Thinking of his whines and cries in this way really helps me to respond differently to him, with more compassion and understanding rather than with a defeated air of "Oh Lordy, he's crying AGAIN." And it also helps me understand him as a person, a little human being, who, though small and dependent, has thoughts, feelings, motivations, and ideas of his own. He isn't just a mindless little blob, like I used to think all babies were. Even from the beginning, he's been a person all his own with his own way of seeing and experiencing the world and reacting to his surroundings.

Sometimes he wakes up in the middle of the night with rockstar attitude, and the translation of his red-faced wails into English would go something like this: "IF YOU DON'T BRING ME MY MOTHERFUCKING BOTTLE NOW, YOU'RE FIRED!!!!!!!!!!!!"

Required tasks:
1) Answer the following from the passage about the baby's cries.
(a) What did the writer once think all babies were?
(b) With what attitude does the baby sometimes wake up in the middle of the night?
(c) With what does the writer now respond to his whines and cries, rather than with a defeated air?
2) Reproduce verbatim the portion of the passage about the baby's cries between "Thinking of his" and "to his surroundings.", inclusive.
3) Write the next part of the passage about the baby's cries, picking up after its final sentence.

Dataset items:
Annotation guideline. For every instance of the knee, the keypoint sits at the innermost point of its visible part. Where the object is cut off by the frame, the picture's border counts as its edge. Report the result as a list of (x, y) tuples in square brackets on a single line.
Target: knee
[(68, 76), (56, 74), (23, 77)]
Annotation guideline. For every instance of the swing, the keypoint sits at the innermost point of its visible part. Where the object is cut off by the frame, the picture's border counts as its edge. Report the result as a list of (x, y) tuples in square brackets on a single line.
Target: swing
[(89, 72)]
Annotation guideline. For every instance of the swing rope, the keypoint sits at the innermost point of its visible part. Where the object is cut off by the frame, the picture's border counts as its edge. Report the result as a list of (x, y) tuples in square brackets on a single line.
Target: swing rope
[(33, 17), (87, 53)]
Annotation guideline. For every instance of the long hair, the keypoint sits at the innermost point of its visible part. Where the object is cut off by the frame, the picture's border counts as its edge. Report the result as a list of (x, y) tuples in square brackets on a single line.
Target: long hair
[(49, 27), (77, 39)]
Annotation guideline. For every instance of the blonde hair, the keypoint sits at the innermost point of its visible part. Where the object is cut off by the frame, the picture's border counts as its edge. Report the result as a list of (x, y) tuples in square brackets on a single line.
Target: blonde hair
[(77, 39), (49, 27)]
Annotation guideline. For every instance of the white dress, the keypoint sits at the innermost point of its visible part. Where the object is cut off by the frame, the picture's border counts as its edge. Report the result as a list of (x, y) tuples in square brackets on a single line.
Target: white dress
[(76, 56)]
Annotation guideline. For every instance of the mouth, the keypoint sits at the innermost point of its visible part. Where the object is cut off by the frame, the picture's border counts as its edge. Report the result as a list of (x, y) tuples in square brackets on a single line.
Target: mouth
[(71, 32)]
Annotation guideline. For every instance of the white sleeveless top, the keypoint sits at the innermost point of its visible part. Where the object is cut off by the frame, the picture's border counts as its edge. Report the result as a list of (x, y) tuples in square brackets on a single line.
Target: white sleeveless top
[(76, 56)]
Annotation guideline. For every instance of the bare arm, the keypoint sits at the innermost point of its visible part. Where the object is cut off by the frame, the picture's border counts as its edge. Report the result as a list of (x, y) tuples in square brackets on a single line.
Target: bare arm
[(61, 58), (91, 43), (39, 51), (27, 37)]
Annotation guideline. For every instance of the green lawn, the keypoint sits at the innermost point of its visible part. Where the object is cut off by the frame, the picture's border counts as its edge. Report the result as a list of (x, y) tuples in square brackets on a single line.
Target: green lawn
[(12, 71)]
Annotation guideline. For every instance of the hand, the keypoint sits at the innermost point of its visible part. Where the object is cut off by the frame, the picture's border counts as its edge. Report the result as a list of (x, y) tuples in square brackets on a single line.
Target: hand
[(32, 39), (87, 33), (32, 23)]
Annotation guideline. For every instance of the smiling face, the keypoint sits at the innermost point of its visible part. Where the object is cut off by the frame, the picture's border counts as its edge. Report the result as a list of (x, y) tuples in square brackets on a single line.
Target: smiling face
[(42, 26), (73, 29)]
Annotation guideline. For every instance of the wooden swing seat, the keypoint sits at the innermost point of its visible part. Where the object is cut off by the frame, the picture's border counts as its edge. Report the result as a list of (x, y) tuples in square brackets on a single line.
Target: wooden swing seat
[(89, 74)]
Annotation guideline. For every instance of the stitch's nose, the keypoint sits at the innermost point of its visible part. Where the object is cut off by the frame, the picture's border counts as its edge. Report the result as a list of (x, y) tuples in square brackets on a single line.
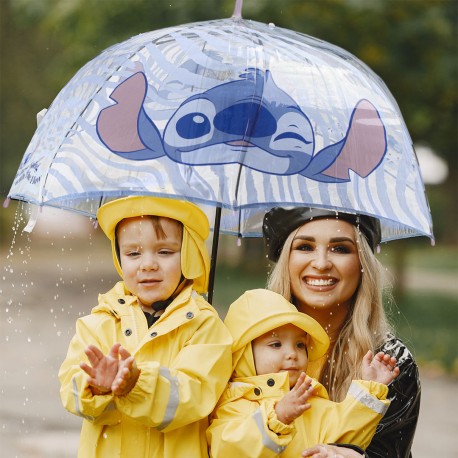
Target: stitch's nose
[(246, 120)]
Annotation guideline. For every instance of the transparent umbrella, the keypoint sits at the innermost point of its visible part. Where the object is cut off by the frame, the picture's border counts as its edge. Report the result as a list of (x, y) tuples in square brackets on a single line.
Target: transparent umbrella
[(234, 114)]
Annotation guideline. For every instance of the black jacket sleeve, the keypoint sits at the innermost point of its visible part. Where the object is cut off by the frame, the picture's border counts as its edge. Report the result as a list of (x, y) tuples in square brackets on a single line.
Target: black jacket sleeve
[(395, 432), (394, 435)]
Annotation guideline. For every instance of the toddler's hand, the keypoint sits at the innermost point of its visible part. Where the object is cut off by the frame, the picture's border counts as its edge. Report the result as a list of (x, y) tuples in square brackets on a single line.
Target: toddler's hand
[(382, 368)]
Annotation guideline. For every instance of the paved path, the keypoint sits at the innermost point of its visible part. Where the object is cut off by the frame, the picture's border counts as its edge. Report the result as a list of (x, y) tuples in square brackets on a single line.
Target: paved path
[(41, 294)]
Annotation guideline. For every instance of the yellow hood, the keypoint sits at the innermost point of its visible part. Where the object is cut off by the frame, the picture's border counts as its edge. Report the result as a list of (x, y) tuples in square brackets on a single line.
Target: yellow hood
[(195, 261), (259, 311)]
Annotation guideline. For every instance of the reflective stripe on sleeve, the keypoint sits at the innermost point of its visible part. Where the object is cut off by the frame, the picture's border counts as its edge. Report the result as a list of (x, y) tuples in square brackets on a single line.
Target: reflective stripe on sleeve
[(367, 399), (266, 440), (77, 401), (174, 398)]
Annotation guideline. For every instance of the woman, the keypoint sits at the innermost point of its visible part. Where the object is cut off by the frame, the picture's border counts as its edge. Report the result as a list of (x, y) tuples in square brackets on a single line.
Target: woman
==
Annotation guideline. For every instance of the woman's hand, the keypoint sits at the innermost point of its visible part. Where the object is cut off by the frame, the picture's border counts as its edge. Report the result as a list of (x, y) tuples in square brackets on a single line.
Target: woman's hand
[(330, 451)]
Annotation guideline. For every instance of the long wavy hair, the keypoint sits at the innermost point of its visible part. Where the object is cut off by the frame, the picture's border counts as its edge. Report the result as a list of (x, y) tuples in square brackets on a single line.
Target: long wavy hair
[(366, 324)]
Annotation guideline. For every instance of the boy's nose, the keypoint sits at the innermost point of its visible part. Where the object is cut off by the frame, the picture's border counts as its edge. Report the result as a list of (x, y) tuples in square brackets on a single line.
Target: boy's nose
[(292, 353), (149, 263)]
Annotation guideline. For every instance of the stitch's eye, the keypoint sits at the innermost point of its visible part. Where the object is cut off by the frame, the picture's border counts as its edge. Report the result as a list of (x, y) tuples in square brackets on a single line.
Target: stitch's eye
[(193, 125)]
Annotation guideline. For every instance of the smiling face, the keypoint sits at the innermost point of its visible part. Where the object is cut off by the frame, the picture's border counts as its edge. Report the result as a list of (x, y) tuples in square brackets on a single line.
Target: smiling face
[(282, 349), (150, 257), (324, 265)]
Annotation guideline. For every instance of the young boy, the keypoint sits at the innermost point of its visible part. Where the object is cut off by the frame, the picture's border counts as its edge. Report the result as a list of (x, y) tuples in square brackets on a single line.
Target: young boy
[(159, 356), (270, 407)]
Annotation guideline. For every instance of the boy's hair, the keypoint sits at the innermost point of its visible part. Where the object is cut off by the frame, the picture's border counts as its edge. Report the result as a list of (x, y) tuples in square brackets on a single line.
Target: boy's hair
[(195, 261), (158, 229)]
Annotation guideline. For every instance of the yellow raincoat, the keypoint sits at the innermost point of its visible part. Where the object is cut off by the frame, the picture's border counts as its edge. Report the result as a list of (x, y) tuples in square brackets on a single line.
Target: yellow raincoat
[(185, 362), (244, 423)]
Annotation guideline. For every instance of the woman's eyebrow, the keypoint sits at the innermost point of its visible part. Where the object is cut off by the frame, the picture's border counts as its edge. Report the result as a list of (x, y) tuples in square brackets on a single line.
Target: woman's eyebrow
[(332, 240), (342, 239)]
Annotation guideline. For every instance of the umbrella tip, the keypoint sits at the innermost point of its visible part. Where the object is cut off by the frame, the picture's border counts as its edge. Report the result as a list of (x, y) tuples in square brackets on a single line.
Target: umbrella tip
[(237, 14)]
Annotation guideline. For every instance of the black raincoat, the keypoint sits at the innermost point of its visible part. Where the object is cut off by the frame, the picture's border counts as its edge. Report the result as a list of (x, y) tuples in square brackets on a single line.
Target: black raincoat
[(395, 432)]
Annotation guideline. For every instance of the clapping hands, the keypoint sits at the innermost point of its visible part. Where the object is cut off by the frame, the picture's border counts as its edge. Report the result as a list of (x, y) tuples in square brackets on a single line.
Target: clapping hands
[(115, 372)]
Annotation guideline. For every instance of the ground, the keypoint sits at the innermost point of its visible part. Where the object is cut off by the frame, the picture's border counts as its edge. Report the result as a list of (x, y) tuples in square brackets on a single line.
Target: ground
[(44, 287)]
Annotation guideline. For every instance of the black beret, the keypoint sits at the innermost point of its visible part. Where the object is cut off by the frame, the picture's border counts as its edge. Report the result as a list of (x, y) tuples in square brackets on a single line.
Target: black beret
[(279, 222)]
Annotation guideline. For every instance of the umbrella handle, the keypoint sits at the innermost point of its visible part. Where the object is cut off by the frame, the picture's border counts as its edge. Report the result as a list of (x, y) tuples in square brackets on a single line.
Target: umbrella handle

Answers per task:
1)
(a) Mindless little blobs.
(b) Rockstar attitude.
(c) With more compassion and understanding.

2)
Thinking of his whines and cries in this way really helps me to respond differently to him, with more compassion and understanding rather than with a defeated air of "Oh Lordy, he's crying AGAIN." And it also helps me understand him as a person, a little human being, who, though small and dependent, has thoughts, feelings, motivations, and ideas of his own. He isn't just a mindless little blob, like I used to think all babies were. Even from the beginning, he's been a person all his own with his own way of seeing and experiencing the world and reacting to his surroundings.

3)
Other times he grunts and whimpers for long minutes and seems to be almost contented with gentle pats on the back and rocking, until he spies an empty bottle on his windowsill, and with a point and a short-clipped, "eh," clearly communicates, "Uh, Momma. What you're doing here is nice and all...but I think I'll just take one of those instead."

So I guess my growth as a person, as a parent, has meant learning to see my child's needs and my fulfillment of those needs not as an inconvenience or a burden to be bourne, not as a job (though it's certainly hard work), but as a complex interaction with another human being. A human being who's worth all of my continued efforts at patience and understanding, even when he smashes peas and throws them on the floor.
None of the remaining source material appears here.